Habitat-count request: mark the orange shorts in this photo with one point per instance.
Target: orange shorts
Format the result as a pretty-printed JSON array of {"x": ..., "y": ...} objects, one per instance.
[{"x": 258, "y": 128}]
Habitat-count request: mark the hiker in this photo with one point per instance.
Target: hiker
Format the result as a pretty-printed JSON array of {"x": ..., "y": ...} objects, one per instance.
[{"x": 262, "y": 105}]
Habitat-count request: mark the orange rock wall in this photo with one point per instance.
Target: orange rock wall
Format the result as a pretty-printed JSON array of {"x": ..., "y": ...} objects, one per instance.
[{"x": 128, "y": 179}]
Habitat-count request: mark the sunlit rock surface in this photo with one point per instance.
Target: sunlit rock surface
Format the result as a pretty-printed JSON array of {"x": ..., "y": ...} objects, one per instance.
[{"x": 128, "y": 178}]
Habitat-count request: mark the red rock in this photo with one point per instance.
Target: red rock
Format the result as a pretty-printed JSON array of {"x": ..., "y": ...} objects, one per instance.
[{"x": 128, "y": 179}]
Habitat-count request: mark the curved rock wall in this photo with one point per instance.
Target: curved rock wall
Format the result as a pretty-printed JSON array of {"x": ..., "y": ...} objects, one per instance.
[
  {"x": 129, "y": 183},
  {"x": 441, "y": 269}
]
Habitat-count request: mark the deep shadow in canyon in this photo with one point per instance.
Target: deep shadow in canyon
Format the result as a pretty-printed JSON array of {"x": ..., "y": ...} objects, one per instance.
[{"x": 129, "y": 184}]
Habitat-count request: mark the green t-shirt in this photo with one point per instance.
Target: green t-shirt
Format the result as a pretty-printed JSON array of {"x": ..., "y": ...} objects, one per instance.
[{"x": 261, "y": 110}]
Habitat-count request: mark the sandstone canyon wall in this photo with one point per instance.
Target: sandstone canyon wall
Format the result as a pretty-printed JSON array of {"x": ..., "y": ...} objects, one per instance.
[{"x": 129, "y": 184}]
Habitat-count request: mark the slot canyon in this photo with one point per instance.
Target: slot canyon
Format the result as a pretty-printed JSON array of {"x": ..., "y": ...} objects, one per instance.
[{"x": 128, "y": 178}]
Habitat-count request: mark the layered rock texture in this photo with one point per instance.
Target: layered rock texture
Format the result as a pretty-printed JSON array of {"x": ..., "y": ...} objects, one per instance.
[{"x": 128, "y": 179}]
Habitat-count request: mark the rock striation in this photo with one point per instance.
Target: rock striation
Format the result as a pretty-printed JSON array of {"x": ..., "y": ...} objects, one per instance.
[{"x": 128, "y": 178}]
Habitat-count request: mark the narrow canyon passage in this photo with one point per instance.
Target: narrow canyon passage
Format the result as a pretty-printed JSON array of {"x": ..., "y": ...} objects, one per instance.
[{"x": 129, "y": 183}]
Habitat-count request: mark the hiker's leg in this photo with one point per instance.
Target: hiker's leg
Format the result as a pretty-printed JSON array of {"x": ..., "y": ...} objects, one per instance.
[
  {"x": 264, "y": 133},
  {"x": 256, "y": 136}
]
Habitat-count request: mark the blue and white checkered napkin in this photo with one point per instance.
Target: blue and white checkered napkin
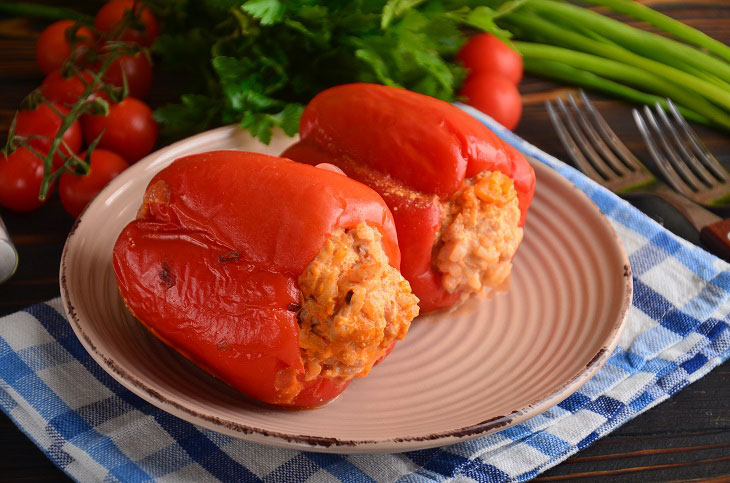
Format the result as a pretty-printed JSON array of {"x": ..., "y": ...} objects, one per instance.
[{"x": 94, "y": 429}]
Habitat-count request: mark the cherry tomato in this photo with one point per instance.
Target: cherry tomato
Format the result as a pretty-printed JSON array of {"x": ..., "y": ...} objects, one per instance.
[
  {"x": 21, "y": 174},
  {"x": 53, "y": 48},
  {"x": 129, "y": 129},
  {"x": 494, "y": 95},
  {"x": 138, "y": 71},
  {"x": 64, "y": 90},
  {"x": 486, "y": 54},
  {"x": 43, "y": 121},
  {"x": 113, "y": 12},
  {"x": 77, "y": 191}
]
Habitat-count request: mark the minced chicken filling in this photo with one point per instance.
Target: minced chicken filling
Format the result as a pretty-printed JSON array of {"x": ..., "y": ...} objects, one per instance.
[
  {"x": 354, "y": 305},
  {"x": 479, "y": 235}
]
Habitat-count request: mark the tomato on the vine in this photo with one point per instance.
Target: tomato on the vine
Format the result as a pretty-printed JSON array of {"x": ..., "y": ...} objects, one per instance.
[
  {"x": 43, "y": 121},
  {"x": 486, "y": 54},
  {"x": 64, "y": 90},
  {"x": 53, "y": 48},
  {"x": 129, "y": 129},
  {"x": 77, "y": 191},
  {"x": 111, "y": 14},
  {"x": 494, "y": 95},
  {"x": 21, "y": 174},
  {"x": 138, "y": 71}
]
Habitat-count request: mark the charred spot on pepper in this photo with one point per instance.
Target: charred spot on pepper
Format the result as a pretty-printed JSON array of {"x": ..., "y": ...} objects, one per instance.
[
  {"x": 167, "y": 278},
  {"x": 232, "y": 256},
  {"x": 156, "y": 193}
]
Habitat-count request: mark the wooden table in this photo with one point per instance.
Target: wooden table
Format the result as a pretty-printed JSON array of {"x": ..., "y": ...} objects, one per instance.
[{"x": 684, "y": 439}]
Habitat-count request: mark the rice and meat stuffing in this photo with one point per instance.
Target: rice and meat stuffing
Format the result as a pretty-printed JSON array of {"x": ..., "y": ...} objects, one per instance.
[
  {"x": 479, "y": 234},
  {"x": 354, "y": 305}
]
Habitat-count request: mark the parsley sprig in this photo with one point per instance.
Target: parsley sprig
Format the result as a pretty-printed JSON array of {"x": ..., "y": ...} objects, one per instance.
[{"x": 257, "y": 62}]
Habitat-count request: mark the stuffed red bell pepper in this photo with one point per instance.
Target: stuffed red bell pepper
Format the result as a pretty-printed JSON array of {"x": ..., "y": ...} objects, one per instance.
[
  {"x": 458, "y": 194},
  {"x": 277, "y": 277}
]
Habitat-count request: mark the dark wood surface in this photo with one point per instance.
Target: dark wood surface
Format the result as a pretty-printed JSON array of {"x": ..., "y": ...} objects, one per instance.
[{"x": 684, "y": 439}]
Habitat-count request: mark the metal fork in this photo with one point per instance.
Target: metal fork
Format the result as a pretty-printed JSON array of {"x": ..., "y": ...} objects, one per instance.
[
  {"x": 600, "y": 154},
  {"x": 683, "y": 160}
]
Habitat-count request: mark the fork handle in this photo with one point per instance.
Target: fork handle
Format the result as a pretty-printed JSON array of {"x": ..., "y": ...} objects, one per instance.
[{"x": 717, "y": 238}]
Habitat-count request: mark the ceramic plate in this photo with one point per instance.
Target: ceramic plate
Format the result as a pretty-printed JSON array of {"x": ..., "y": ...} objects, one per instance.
[{"x": 490, "y": 364}]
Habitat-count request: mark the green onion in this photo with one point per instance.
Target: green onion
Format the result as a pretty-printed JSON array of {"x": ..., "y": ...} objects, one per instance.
◇ ◇ ◇ ◇
* [Given problem] Starting with the line that contains "Habitat-count request: mark the dark" and going on through the end of the data, write those lines out again, switching every "fork" to "spoon" and leaving everything else unchanged.

* [Written response]
Habitat-count request: mark the dark wood surface in this photo with one point per instance.
Target: dark wood surface
Format the result as a pretty-printed JSON array of {"x": ..., "y": ...} objects, one per instance.
[{"x": 684, "y": 439}]
Habitat-count request: mark the metal spoon in this photo with one point per instance.
Target: metal spoon
Format the result as a pretty-printed JSON array of {"x": ..., "y": ...} objects, one per instance.
[
  {"x": 600, "y": 154},
  {"x": 683, "y": 160}
]
Habitat-count request: mark the spoon handle in this photo with one point per instance.
Target: spoon handle
Format the result as a pretty-printed JSON array of {"x": ..., "y": ...} objects, one per instance.
[{"x": 717, "y": 238}]
Habitat-count request: mark the ceramic plate in this photo with one point per instance.
Target: ceramic plate
Format the result as a pretty-printed JSON array of {"x": ..., "y": ...} objects, one per instance.
[{"x": 490, "y": 364}]
Habitat-count request: mark the green onion in this photo with one point per instance.
Target: green onion
Format the result as a pretty-printed JSON array of {"x": ..., "y": ...} objects, one per instance.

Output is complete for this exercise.